Stored entries:
..........

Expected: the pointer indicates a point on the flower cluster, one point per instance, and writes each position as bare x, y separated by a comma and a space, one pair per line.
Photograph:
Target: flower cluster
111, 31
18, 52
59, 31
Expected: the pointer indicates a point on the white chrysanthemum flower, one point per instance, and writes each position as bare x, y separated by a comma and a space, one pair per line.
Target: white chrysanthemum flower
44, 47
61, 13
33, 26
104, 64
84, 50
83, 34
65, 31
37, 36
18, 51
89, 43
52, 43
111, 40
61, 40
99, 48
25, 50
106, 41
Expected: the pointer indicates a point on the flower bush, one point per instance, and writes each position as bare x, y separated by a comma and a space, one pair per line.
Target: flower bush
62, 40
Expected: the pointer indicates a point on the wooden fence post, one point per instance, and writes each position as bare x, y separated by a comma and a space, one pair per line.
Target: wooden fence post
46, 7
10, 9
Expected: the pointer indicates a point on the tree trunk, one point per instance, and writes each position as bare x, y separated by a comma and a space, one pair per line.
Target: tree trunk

..........

### Task prompt
Extract each line of the material exactly as it stands.

### Full response
Expected: the pointer indicates a point on the flower cluster, one point per instance, and writes each position as bare x, y separated by a comma and a space, one pair per line.
Photograph:
Target: flower cluster
111, 31
18, 52
59, 31
Expected: the pointer indicates a point on the white chrysanthemum flower, one point per instance, and writes each position as bare x, y separated by a comma and a space, one pair per line.
Target: white chrysanthemum flower
44, 47
61, 13
33, 26
104, 64
84, 50
83, 34
65, 31
37, 36
18, 51
89, 43
52, 43
111, 40
61, 40
99, 48
25, 50
106, 41
Expected: the pointer indicates a point on the flower bush, one point per instance, and writes each position as bare x, y separated by a comma and a space, one pair per line.
Target: flower bush
62, 40
Expected: the pointer indicates a point on the wooden fence post, one point per instance, and writes each position as bare x, y separated by a comma and a space, one pair per line.
Target: wooden fence post
46, 7
10, 9
Expected: the pointer indicates a point on the tree trunk, one point per instance, and writes each position as bare x, y separated by a comma and a space, one pair per line.
Target: tree trunk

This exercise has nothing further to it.